READING TEXT:
= = = =
On Our Radar

"On Our Radar" is a monthly 49th Shelf series featuring books with buzz worth sharing. We bring you links to features and reviews about great new books in a multitude of genres from all around the Internet.

*****

Dear Leaves, I Miss You All by Sara Heinonen 

From Mark Sampson's review at "Free Range Reading": "So it’s nice to read a collection like Sara Heinonen’s Dear Leaves, I Miss You All, which shatters that simple schism and shows us a third way (and a fourth, and a fifth) to hold a book of stories together. That’s not to say there aren’t reoccurring characters in Dear Leaves. There are: they take the form of the delightfully dysfunctional but no less loving couple Barb and Benny, who gently (and humorously) battle one another for dominance in their marriage across several of these tales. But there is a larger emotional arc at work in Dear Leaves, a journey that Heinonen is taking us on to explore one of the chief preoccupations of our post-modern age… That preoccupation, of course, is anxiety.

If this all sounds heady, rest assured that Dear Leaves is also quite light on its feet, and deeply, deeply funny in places. In fact, I don’t recall the last time a short story collection won the Stephen Leacock Medal, but here’s hoping Heinonen’s publisher puts this book into contention for it. Readers will find much to love, and much to root for, in this hilariously unsettling debut." 

*****

How the Gods Pour Tea by Lynn Davies

From Vicki Ziegler's review at "Bookgaga": "You know how with a really great, involving, engaging work of fiction, you can feel like you don’t want the book to end because you’ll miss the stories, the characters, that narrator’s voice in your head? I’m not sure that is often said of poetry collections … but I know I didn’t want this poetry collection to end. Davies’ voice throughout is warm, accessible, wise, observant and whimsical in a charmingly earnest way. Whether a poem’s subject matter is grounded in the real world or takes off in otherworldly flights (or just hops) of fancy, you trust completely where Davies is going to take you."

*****

The Tweedles Go Electric by Monica Kulling

From a starred Kirkus Review: "Unimpressed by the dust, noise and smoke of gas-and steam-driven automobiles, Papa Tweedle opts for a newfangled electric surrey, in green, as his family’s first car. Tootling around town, the Tweedles respond to the sneers of passing motorists with happy shouts: 'We’re electric!' 'We’re green!' 'We’re smart!'… [M]odern readers will have no trouble at all making the connection with this century’s version of the issue… A fine joke, well-delivered, and as clever as it is timely." 

*****

Whatever Happened to the Music Teacher: How the Government Decides and Why by Donald J. Savoie (which was just shortlisted for the Shaughnessy Cohen Prize for Political Writing)
= = = =
PARTS OF THE EXERCISE:
a. In the On Our Radar roundup, which couple appears in several of the stories in Dear Leaves, I Miss You All?
b. Name every book featured in the On Our Radar roundup, along with its author.
c. Write the next part of the On Our Radar roundup, picking up right after its last line.
The rows aren't needed for any of this.

PROVIDED RECORDS:
= = = =
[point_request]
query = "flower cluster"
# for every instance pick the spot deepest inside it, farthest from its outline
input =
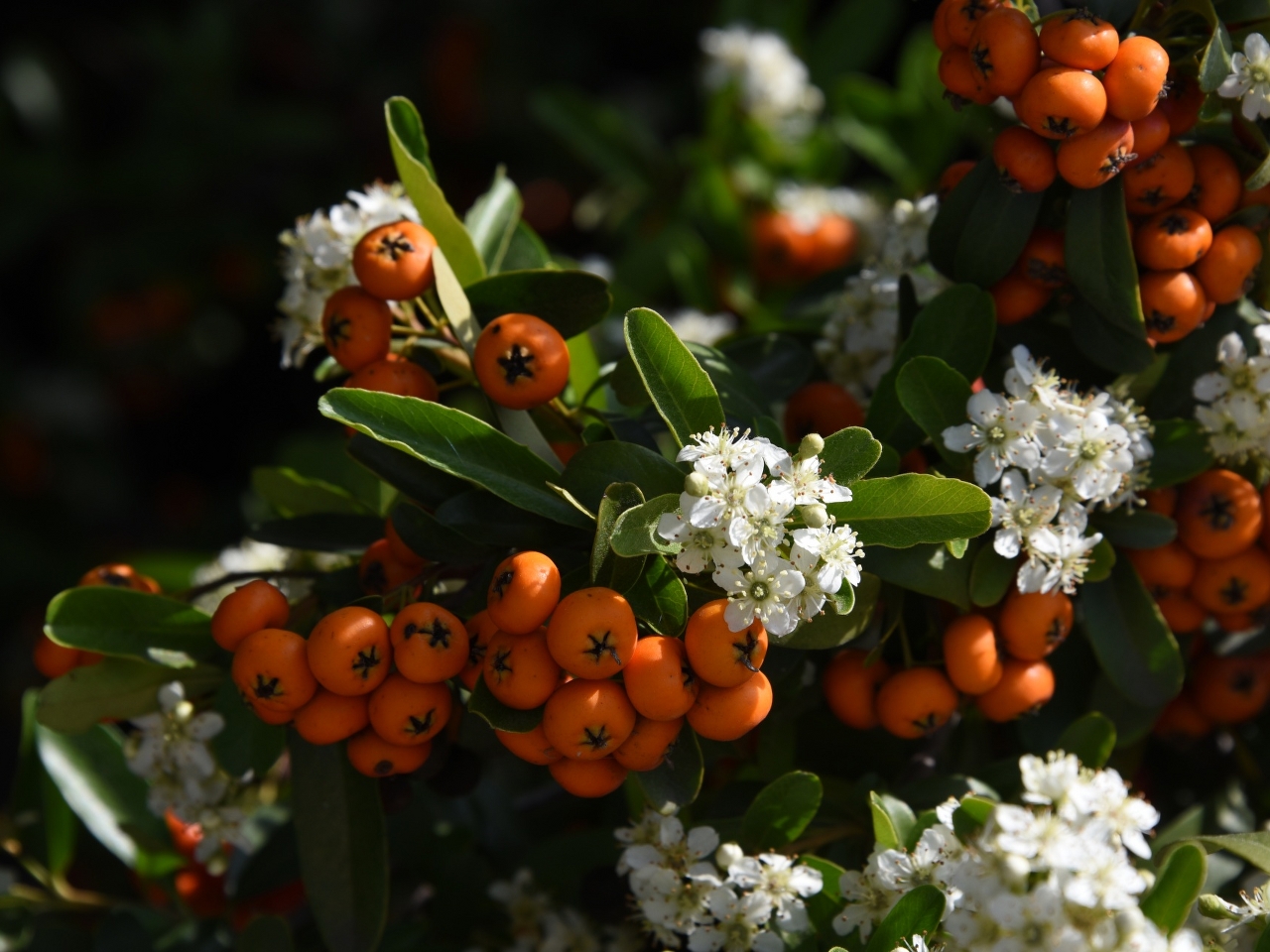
(318, 261)
(1052, 874)
(1057, 454)
(772, 82)
(857, 339)
(733, 520)
(169, 751)
(1234, 400)
(731, 901)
= = = =
OUTPUTS FOR THE TASKS:
a. Barb and Benny.

b.
- Dear Leaves, I Miss You All by Sara Heinonen
- How the Gods Pour Tea by Lynn Davies
- The Tweedles Go Electric by Monica Kulling
- Whatever Happened to the Music Teacher: How the Government Decides and Why by Donald J. Savoie

c.
From Alex Good's review at Quill & Quire: "For the last 30 years, politicians throughout the Anglo-American world have inveighed against big government in the name of greater efficiency, while governments have simultaneously become bloated and less efficient. In an attempt to shed light on a subject often kept deliberately obscure, Donald J. Savoie, Canada Research Chair in public administration and governance at the Université de Moncton, gives us a timely and informative primer on how our political bureaucracy works, and offers explanations for how government makes decisions and allocates funds."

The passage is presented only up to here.